→ Directions: Within the listing, each line that has the string "below" should be copied.

→ Information supplied:
════════════════════

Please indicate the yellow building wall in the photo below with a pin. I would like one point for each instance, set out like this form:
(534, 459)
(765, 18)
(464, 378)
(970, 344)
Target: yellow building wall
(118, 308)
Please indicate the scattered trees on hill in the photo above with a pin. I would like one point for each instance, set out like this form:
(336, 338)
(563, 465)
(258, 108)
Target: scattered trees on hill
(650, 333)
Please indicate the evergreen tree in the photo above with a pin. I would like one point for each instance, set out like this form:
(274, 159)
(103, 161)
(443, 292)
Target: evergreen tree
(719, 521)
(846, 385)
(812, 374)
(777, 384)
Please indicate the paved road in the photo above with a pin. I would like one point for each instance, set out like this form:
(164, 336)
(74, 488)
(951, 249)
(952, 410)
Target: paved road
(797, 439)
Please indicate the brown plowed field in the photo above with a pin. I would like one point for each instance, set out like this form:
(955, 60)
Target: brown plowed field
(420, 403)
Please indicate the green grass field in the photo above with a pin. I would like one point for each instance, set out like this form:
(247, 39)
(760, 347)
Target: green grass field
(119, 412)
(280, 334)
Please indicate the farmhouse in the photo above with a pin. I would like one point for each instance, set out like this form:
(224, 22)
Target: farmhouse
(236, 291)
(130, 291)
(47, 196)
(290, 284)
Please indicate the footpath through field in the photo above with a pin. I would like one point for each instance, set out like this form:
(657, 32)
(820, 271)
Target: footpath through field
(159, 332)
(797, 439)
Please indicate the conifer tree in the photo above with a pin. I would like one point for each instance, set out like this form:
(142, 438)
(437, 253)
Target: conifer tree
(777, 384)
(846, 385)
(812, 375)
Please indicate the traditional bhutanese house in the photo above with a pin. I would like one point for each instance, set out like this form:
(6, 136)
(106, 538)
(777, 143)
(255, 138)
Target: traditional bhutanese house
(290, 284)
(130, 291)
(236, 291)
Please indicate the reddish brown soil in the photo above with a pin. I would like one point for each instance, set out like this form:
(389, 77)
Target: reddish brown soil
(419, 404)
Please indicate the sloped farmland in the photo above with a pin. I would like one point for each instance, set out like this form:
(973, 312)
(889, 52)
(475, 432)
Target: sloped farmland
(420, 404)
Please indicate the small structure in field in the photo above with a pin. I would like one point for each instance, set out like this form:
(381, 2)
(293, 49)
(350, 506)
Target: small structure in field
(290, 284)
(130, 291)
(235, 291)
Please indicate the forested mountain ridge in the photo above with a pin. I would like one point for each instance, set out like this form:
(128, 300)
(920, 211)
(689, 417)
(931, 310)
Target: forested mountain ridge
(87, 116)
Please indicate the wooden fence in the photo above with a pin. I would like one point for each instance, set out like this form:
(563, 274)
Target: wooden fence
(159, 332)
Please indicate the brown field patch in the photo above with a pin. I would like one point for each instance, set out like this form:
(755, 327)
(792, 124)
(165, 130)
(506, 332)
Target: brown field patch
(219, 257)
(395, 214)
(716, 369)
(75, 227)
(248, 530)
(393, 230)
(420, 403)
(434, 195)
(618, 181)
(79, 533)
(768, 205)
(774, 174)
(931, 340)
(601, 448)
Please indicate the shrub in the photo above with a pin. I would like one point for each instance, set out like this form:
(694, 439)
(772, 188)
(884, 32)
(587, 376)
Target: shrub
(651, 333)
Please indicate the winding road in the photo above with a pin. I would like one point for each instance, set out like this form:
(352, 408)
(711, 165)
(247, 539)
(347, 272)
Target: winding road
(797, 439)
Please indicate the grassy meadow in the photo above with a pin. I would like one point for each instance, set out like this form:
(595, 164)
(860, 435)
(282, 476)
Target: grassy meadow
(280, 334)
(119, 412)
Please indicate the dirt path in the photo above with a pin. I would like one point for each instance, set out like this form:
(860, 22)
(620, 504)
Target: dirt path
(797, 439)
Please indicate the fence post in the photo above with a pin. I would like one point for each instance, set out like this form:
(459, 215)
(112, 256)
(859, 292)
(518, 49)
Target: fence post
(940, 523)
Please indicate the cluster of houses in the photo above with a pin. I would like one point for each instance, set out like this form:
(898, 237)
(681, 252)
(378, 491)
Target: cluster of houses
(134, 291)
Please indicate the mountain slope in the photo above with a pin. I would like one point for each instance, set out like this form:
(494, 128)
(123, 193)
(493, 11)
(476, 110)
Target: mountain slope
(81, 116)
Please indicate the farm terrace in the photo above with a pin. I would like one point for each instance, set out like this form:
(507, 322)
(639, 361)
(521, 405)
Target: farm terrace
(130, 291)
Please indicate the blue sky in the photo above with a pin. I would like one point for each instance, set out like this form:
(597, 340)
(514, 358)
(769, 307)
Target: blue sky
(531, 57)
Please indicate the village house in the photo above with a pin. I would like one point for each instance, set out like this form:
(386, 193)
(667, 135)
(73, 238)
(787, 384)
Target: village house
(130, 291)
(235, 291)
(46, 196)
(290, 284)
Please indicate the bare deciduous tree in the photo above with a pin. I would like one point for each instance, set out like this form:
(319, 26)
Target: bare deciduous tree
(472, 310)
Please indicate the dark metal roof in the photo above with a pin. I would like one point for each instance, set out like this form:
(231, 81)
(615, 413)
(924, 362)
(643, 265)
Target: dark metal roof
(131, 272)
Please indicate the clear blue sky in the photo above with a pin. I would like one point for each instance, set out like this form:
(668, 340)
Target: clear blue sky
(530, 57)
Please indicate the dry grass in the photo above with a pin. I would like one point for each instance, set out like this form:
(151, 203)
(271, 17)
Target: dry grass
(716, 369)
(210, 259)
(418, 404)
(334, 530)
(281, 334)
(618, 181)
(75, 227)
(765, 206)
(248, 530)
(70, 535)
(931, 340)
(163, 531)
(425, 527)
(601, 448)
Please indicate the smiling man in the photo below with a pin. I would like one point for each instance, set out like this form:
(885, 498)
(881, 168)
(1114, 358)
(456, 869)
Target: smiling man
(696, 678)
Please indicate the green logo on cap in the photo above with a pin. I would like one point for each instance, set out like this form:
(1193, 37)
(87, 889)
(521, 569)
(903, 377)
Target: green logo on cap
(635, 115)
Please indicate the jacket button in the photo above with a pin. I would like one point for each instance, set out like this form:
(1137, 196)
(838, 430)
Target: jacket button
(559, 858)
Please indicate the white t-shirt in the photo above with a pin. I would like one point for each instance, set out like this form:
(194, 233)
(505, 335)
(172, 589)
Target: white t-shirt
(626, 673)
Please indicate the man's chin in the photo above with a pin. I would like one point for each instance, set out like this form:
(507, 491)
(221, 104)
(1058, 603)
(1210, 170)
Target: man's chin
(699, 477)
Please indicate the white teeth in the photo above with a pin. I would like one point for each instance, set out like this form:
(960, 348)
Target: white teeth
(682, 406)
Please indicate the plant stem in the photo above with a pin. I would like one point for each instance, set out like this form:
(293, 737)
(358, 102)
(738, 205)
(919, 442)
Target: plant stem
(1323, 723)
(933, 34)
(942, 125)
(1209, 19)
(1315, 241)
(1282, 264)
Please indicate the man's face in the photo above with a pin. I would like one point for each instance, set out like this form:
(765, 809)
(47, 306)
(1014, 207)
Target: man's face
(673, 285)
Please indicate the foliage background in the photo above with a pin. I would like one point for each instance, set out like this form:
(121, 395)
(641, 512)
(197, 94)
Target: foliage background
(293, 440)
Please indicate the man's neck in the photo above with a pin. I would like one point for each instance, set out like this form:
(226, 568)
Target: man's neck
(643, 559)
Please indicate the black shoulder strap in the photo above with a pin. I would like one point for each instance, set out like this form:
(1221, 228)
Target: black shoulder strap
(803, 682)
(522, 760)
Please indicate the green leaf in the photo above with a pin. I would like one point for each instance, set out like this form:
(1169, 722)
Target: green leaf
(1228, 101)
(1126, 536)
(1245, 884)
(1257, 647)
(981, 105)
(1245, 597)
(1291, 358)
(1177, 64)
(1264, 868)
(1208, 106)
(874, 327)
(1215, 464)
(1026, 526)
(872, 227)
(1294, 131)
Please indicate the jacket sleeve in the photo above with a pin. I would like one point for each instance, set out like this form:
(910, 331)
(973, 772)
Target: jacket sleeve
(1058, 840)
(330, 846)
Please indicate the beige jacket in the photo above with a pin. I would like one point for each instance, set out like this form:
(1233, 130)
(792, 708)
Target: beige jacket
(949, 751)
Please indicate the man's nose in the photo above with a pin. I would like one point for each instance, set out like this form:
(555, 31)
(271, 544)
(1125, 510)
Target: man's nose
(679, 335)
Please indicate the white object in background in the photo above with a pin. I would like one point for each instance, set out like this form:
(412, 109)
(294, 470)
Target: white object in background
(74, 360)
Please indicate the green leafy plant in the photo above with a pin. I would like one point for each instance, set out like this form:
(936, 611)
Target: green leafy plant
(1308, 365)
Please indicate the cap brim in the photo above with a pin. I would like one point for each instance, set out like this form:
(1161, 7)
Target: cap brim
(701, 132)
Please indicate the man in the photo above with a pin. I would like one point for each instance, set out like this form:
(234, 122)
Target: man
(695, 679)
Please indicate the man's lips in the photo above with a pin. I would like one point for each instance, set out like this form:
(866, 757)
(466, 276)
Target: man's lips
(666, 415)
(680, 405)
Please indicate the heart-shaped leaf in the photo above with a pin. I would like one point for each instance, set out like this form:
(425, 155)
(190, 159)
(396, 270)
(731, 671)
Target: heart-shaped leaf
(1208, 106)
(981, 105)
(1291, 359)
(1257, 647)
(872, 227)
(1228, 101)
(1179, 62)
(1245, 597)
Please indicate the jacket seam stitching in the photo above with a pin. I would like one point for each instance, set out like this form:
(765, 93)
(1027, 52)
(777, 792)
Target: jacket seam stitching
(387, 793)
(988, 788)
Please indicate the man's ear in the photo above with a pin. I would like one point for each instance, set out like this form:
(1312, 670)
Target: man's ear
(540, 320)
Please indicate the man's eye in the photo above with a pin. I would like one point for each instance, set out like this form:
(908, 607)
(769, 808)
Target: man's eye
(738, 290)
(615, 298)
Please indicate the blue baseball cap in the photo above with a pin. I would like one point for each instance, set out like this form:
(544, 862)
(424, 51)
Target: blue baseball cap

════════════════════

→ Response:
Please indicate the yellow building wall in the photo below with a pin. I would like one point for each instance, set out like this form:
Please indicate the smiling man in the photo below with a pin. I would like one point for each instance, set out like this form:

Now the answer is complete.